**THE PROBLEM**
Using the data below, show every line where the word "pavement" occurs.

[Natural language region descriptions]
□ □ □ □

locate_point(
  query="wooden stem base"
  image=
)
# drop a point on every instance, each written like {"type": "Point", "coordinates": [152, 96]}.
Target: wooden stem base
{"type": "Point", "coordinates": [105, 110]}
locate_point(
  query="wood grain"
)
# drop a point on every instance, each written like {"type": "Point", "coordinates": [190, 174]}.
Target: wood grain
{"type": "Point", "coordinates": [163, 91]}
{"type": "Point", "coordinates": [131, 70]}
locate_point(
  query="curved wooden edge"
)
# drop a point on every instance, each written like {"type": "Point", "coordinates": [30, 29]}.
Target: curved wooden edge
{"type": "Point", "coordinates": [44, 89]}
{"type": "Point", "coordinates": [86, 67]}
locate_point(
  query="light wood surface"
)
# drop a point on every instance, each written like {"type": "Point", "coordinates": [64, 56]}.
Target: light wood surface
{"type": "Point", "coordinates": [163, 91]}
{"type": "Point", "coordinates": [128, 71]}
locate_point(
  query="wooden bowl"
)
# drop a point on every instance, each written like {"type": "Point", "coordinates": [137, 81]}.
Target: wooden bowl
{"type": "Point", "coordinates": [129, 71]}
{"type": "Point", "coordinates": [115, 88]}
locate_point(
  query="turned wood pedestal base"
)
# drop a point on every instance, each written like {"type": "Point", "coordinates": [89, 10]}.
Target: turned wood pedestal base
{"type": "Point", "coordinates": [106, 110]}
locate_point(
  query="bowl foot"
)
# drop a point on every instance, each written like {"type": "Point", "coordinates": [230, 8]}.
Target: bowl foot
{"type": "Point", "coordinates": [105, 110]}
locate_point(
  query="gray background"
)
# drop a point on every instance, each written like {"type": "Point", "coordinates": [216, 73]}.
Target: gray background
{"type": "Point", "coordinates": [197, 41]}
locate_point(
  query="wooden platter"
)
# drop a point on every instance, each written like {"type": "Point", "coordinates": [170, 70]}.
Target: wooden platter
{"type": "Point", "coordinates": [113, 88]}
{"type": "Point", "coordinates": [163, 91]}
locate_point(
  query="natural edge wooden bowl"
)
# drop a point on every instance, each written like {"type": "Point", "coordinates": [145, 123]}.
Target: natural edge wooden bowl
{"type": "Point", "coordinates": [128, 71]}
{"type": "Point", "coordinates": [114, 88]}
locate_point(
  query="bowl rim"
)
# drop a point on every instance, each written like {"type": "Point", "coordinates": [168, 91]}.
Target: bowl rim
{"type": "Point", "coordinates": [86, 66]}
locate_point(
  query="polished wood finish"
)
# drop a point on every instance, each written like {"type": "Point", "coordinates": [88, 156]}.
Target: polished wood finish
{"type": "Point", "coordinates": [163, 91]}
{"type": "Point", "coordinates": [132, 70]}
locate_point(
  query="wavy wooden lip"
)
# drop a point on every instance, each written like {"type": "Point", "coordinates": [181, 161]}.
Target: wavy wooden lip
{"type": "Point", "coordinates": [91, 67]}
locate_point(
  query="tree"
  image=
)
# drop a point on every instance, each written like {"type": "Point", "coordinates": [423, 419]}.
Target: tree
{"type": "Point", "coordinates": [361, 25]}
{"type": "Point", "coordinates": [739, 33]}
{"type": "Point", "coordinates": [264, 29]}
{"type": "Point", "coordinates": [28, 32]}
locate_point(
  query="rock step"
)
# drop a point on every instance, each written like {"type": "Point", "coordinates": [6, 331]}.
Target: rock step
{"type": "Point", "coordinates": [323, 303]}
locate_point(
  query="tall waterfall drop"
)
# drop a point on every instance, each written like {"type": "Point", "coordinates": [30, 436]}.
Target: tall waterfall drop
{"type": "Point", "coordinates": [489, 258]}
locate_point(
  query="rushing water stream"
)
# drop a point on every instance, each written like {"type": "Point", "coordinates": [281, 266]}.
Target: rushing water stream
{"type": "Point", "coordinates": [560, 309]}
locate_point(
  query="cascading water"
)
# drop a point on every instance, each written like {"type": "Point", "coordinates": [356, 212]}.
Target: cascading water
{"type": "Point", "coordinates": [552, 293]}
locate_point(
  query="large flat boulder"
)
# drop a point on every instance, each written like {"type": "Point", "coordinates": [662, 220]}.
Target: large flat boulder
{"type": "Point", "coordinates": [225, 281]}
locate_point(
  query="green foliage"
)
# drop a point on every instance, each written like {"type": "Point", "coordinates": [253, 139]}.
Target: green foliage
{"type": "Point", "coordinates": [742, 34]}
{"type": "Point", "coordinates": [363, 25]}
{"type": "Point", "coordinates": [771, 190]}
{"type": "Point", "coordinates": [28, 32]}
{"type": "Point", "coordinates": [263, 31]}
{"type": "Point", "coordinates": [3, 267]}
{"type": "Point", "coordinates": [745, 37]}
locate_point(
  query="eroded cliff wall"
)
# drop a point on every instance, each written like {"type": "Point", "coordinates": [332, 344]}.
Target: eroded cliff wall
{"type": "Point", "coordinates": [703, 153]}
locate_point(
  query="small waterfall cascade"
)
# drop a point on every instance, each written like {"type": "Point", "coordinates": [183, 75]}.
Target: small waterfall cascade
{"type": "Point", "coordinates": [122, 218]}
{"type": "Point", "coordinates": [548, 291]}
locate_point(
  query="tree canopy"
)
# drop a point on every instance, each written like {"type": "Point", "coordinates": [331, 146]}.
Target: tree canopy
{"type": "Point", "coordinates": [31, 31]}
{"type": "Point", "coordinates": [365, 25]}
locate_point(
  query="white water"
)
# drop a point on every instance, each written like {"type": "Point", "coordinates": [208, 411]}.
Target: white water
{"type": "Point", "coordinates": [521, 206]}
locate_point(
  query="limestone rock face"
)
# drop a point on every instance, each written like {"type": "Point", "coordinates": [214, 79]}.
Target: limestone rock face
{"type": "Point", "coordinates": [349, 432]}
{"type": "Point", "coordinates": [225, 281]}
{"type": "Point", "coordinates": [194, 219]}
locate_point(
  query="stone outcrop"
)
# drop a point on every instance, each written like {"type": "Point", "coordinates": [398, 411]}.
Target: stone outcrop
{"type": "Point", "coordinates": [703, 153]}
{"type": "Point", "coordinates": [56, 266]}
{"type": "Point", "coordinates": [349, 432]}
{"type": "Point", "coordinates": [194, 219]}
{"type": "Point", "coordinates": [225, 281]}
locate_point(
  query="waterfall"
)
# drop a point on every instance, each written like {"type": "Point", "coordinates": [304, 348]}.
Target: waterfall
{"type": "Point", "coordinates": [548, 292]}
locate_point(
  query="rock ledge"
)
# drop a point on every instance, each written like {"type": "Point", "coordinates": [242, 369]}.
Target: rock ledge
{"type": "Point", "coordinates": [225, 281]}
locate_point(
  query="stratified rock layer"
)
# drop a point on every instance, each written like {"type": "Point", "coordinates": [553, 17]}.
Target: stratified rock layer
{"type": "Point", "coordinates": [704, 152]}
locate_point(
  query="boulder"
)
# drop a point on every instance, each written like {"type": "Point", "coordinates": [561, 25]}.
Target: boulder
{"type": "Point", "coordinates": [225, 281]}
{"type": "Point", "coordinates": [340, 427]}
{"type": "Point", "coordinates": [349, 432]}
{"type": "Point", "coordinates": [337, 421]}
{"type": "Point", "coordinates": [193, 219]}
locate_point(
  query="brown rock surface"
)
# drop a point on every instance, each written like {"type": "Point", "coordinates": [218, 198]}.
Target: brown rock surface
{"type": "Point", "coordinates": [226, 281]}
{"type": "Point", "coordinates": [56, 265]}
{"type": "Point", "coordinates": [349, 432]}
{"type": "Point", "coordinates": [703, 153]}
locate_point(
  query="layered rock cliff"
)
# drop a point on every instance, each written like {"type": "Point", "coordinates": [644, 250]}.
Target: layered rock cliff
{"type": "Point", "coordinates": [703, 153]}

□ □ □ □

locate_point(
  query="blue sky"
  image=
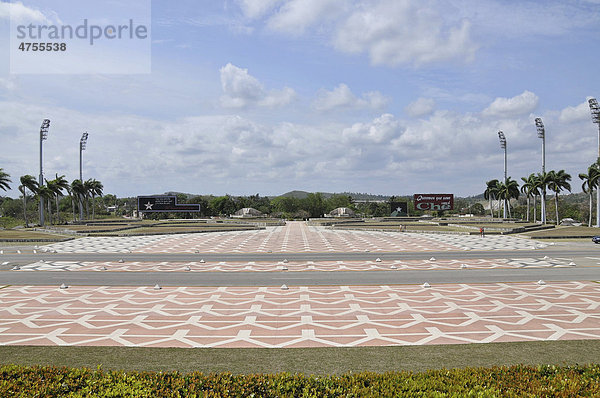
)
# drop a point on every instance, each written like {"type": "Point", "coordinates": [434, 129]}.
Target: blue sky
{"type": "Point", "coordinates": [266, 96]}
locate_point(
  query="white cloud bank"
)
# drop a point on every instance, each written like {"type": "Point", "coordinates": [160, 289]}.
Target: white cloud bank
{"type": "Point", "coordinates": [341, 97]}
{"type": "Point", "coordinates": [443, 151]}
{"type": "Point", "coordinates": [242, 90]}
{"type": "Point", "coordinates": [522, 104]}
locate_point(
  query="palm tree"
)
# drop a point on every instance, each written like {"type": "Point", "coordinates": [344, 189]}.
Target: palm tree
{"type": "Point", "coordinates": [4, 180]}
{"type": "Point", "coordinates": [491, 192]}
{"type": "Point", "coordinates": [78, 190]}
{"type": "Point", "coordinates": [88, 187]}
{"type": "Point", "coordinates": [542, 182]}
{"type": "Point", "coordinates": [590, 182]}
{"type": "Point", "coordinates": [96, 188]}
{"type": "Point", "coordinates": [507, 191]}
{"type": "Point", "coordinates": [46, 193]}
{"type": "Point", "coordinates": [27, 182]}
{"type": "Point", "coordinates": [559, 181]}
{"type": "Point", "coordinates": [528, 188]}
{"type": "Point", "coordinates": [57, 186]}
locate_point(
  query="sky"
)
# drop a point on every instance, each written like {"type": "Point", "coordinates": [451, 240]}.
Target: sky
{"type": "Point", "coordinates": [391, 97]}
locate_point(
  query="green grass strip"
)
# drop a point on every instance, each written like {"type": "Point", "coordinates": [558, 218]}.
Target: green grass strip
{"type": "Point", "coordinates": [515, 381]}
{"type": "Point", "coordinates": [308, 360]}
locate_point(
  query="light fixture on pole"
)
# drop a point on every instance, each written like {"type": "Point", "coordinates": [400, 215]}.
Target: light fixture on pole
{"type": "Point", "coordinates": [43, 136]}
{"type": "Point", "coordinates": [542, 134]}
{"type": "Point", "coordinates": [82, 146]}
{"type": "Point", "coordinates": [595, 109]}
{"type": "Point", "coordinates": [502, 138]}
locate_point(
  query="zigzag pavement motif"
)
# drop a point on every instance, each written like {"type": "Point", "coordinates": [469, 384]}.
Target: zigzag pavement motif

□ □ □ □

**TASK SOLUTION**
  query="zigzag pavement motif"
Target: zigzag pavement motif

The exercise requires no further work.